--- STATED TASK ---
Copy everything from the line containing "the sidewalk, which" down to the line containing "pixel 33 111", keeping each line as it is.

Point labeling entries:
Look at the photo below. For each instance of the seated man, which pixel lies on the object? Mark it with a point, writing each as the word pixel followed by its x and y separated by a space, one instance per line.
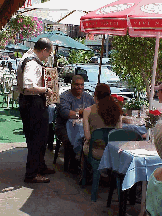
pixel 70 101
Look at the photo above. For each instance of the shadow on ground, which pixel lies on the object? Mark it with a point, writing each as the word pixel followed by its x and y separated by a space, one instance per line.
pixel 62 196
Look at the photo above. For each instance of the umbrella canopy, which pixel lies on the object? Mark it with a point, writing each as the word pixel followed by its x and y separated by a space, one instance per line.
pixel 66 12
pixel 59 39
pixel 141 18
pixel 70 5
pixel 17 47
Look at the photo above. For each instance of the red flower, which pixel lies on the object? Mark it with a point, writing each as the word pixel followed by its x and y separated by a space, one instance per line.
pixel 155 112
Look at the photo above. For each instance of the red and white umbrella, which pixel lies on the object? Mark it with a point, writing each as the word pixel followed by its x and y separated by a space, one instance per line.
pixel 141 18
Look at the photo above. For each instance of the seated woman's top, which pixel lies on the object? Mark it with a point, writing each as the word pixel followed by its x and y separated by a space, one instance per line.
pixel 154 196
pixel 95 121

--

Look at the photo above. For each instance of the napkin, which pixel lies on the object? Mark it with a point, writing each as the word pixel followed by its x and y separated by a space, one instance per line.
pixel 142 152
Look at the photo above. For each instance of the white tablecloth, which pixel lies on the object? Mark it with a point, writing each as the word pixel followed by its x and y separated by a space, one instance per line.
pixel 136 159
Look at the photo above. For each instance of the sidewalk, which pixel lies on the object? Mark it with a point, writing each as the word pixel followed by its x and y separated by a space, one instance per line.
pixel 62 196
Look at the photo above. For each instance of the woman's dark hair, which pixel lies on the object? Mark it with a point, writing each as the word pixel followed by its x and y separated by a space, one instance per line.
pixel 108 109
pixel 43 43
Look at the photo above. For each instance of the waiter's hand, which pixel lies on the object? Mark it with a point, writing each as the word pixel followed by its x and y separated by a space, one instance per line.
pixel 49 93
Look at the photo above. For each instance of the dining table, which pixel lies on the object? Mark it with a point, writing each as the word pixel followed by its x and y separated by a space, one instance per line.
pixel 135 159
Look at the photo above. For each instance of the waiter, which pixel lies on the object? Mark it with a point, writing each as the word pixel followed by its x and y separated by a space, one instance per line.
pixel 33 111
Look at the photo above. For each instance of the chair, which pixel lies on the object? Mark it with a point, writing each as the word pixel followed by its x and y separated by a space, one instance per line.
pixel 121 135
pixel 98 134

--- EXERCISE RESPONSE ---
Look at the photo above. For each instance of the sidewalk, which pixel lies on the object? Mark it with a point, writing each as the word pixel followed by its x and y separated by a space, one instance per line.
pixel 62 196
Look at the photo above. For each instance of the woman's dark hair, which pixel lies on the object? Mark it with a point, writing each as the word pixel followed by its x and y separated by a space, one instance per line.
pixel 108 109
pixel 43 43
Look at the photo above. For each instance of the waiter's hand, which pixel lies on the object? Mark it with a point, writing each as the word pixel followed by its x and y separated by a space, one instance per line.
pixel 49 93
Look at the photo above. For each instance of the dining table, which pixel lies on the object? Mark it with a point, writing each as the word pixel followed by its x and y separated by a space, one instance per line.
pixel 135 159
Look at the photo above. For each instance of the waiter, which pixel lies on the object? Mark it with a point, writing each as the word pixel followed by its x and y separated by a space, one instance per line.
pixel 33 111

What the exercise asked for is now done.